[Opening QUOTED PASSAGE section]

What is not very different in all gender variations including heterosexuality is the natural need for love, the ways of giving love and the many beneficial effects of being healthfully well loved.  There are some larger differences in the area of love problems but even in that area there is not as much difference as you might at first think.

But for the gender diverse there are extra confounding complications, conflicts, confusions, stressors as well as some very puzzling romantic and heart-mate dilemmas.  Also there can be some hard to cope with biological concerns.

Perhaps worst of all for many are the very dangerous social and religious value clashes that occur in many cultures and subcultures around the world.  For all too long and for far too many, being gender different has been deadly.  To this day in many parts of the world having certain types of gender diversity can get you physically assaulted, jailed and even killed.

Especially dangerous has been the area of who you love and who loves you.  Romantic and spousal love, family love, friendship love, parent-child love, spiritual love and healthy self-love all have been fraught with stressors and serious problems for those whose gender is other than standard heterosexual.  Children, youth and young adults having gender diversity issues have suffered especially.  Embarrassment, shaming, bullying and religious guilt-tripping push many to suicide.  In pockets of the world, it is getting better but certainly not everywhere.

We suggest all this means the people of gender diversity can use extra acceptance, extra understanding and extra love.  So, let’s look at three very important, different kinds of love and what they can mean for the gender diverse.

Healthy, Real Self-Love

Healthy, real self-love is so often extremely important, hugely needed and so very often hard to come by for the people of prevalent and strong gender variation.  The problem is worse wherever there are prevailing anti-gender variation biases, fears, social norms, teachings and laws.  As perhaps you know, some societies, religious groups and families are much more loving and positive toward the gender variant.  Others are very condemning, anti-loving, rejecting, hateful and even murderous.

The gender diverse are so often confronted with overt and covert hate, rejection, exclusion and severe social disapproval.  Sometimes even worse is this.  Whether it is in a family or a whole culture, there frequently is a prevalent teaching something like “you should hate yourself for being anything but straight male or straight female”.  When that teaching becomes an internalized mindset in an individual, the results can be devastatingly self-destructive.

Doing the hard work of finding and growing enough healthy self-love to survive all that can be the best defense.  That is because healthy self-love is something you can carry with you and always have available.  Without sufficient self-love and its strengthen effects, it is very hard to stay okay when hearing “you’re wrong, you’re sinful, you’re sick, you’re not right, etc. for being the way you are”.

[Closing QUOTED PASSAGE section]
[Opening DATA section]

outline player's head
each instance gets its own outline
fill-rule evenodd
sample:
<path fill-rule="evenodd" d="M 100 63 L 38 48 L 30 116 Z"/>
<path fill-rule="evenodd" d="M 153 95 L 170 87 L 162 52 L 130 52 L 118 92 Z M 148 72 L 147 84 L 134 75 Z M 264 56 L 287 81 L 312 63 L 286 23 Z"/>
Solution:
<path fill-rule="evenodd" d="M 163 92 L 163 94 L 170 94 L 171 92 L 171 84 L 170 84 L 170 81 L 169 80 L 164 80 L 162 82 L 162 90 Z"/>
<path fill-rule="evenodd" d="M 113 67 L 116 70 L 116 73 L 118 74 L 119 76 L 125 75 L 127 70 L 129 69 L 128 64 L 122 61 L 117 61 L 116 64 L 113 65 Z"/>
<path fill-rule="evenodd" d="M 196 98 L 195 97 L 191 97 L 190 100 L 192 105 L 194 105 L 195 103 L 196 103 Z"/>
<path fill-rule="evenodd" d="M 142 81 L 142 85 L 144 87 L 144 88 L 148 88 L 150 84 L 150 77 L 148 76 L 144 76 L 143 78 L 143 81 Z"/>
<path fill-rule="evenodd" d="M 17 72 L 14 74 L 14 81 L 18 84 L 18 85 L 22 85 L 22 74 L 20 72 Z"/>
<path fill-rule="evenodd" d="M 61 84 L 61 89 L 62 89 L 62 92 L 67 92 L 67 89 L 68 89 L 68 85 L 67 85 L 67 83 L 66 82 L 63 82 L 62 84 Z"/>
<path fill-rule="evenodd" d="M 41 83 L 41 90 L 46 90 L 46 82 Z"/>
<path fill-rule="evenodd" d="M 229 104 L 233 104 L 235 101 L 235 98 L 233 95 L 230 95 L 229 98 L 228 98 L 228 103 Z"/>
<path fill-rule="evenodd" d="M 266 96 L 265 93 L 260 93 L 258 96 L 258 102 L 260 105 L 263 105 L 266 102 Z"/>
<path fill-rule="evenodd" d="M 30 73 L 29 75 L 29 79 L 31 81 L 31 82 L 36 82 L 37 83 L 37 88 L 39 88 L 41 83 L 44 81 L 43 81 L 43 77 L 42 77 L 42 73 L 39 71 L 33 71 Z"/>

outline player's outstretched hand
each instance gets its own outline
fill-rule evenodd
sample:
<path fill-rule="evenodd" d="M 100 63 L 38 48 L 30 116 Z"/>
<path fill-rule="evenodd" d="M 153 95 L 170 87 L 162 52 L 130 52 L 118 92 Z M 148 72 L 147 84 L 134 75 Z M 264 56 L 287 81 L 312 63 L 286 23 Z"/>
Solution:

[Closing DATA section]

_PROBLEMS TO SOLVE:_
- A) Reproduce the part of the passage on love and gender diversity that begins with the words "Especially dangerous has" and ends with "the gender diverse.".
- B) List every kind of love that the passage on love and gender diversity names as having been fraught with stressors and serious problems for people whose gender is other than standard heterosexual.
- C) According to the passage on love and gender diversity, why can finding and growing healthy self-love be the best defense?
These lines have no connection to the passage on love and gender diversity.

_RESULTS OF THE TASKS:_
- A)
Especially dangerous has been the area of who you love and who loves you.  Romantic and spousal love, family love, friendship love, parent-child love, spiritual love and healthy self-love all have been fraught with stressors and serious problems for those whose gender is other than standard heterosexual.  Children, youth and young adults having gender diversity issues have suffered especially.  Embarrassment, shaming, bullying and religious guilt-tripping push many to suicide.  In pockets of the world, it is getting better but certainly not everywhere.

We suggest all this means the people of gender diversity can use extra acceptance, extra understanding and extra love.  So, let’s look at three very important, different kinds of love and what they can mean for the gender diverse.

- B) Romantic and spousal love, family love, friendship love, parent-child love, spiritual love, healthy self-love

- C) Healthy self-love is something you can carry with you and always have available.